YOUR GOAL
Rewrite the records below with "Pinpoint" swapped for "Locate" wherever it occurs, keeping every other character the same.

PROVIDED RECORDS
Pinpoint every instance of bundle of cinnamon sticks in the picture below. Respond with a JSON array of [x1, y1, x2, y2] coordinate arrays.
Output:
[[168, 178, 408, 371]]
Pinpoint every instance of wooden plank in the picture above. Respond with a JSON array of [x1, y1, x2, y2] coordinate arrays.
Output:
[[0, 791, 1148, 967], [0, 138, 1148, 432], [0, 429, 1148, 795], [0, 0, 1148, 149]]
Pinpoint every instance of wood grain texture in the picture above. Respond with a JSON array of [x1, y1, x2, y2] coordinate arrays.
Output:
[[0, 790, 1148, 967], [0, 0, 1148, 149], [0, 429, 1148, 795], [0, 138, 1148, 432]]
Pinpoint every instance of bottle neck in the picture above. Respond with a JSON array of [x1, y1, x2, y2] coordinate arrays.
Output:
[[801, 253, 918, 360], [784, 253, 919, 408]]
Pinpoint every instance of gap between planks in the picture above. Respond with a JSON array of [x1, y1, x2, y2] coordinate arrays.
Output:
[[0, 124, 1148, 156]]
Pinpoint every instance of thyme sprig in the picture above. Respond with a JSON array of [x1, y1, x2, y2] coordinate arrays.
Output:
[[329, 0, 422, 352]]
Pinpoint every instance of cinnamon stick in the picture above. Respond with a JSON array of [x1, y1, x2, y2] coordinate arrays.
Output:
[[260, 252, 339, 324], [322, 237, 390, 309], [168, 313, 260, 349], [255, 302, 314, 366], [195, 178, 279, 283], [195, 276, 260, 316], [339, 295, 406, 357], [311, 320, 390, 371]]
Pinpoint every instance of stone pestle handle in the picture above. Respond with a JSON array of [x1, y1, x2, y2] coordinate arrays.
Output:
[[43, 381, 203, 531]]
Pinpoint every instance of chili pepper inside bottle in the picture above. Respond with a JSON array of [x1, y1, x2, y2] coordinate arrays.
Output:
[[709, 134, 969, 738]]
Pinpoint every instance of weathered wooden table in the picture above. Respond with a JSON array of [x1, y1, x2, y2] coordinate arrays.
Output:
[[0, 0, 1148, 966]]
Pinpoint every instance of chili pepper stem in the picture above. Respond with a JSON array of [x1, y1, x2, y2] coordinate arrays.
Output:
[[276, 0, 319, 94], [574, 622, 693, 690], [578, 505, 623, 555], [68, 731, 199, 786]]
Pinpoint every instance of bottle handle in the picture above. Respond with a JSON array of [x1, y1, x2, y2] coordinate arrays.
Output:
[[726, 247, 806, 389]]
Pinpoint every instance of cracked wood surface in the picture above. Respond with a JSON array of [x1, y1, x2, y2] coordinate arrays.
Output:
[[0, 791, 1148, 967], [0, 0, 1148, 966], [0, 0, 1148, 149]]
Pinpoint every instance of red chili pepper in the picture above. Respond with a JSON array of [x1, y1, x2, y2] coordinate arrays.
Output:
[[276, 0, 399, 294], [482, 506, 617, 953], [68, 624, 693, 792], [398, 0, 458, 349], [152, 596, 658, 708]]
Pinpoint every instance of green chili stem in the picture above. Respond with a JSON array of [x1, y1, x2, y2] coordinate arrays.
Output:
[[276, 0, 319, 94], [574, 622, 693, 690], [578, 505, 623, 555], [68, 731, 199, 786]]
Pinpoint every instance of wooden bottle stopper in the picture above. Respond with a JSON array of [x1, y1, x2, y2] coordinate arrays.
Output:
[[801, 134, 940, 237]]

TASK OUTPUT
Locate every instance of bundle of cinnamon sticks in the picture below. Respond with a JSON array of [x1, y1, x2, y2] coordinate arrays.
Output:
[[168, 178, 408, 371]]
Locate every instance of wooden plank in the picture above. Respond with a JSON array of [x1, y1, x2, y2] coordinate arrays.
Output:
[[0, 791, 1148, 967], [0, 138, 1148, 432], [0, 429, 1148, 795], [0, 0, 1148, 149]]
Locate every instance of wood grain texture in the picture above. Respond with a JSON array of [x1, y1, x2, y2] coordinate arrays.
Output:
[[0, 790, 1148, 967], [0, 0, 1148, 149], [0, 429, 1148, 795], [0, 138, 1148, 432]]
Locate every instance of bottle neck in the picture above. Respond with a JSON array of [x1, y1, x2, y2] coordinate arrays.
Output:
[[801, 253, 918, 360], [784, 253, 919, 408]]
Locate every instance of gap between planks in the picture above. Respond with a JSON array of [x1, y1, x2, y2] coordinate arrays.
Output:
[[0, 124, 1148, 156]]
Locate every instance of thyme sprig in the picture above. Respond with a JSON array of [x1, y1, x2, y2] coordinate arrays.
Output:
[[329, 0, 422, 352]]
Locate every instance of cinnamon stick in the picture above. Respond with a JSON array of [x1, y1, x2, y2] coordinate arrays.
Output:
[[260, 252, 339, 324], [322, 237, 390, 309], [168, 313, 260, 349], [255, 302, 314, 366], [195, 178, 279, 283], [195, 276, 260, 316], [339, 295, 406, 357], [311, 320, 390, 371]]
Locate every instance of stone pestle handle in the picture above. Respond with a JSON array of [x1, y1, x2, y2] coordinate arrays.
Output:
[[43, 381, 203, 531]]
Locate every instance of chili pepper inside bottle in the picture above. Respond with a JSON array of [x1, y1, x2, y2] coordinate arrays.
Output:
[[709, 134, 969, 738]]
Locate every instance of weathered wooden table in the picture above. Respond with a JSON array of [x1, y1, x2, y2] coordinate arrays.
Output:
[[0, 0, 1148, 966]]
Locate every instance of chili pepper stem in the picture above. Respond with a JSON array of [x1, y1, x2, y2] coordinate arrays.
Output:
[[276, 0, 319, 94], [574, 622, 693, 690], [578, 505, 623, 555], [68, 731, 199, 786]]
Locate every instance of bottle handle in the picture above. Respond with a JSON array of [x1, y1, x2, y2] coordinate arrays.
Output:
[[726, 247, 806, 389]]
Locate every instance of cracked wood surface in the picture above. Respond with a JSON array of [x1, y1, x2, y2] coordinate arrays.
Output:
[[0, 791, 1148, 967], [0, 0, 1148, 966], [0, 0, 1148, 149]]
Locate every instance of red chili pepper in the picture above. Respond with a JSON array of [x1, y1, x2, y2] coordinate arrays.
Output:
[[276, 0, 399, 294], [482, 506, 617, 953], [68, 624, 693, 792], [398, 0, 458, 349], [152, 596, 658, 708]]
Locate every instance of green chili stem in the picture above. Respond with a JSON array of [x1, y1, x2, y2] coordinate arrays.
Output:
[[276, 0, 319, 94], [574, 622, 693, 690], [578, 505, 623, 555], [68, 731, 199, 786]]
Locate every instance of wooden bottle stopper in the picture above. Respond with a JSON array of [x1, y1, x2, y2] coordinate arrays.
Output:
[[801, 134, 940, 237]]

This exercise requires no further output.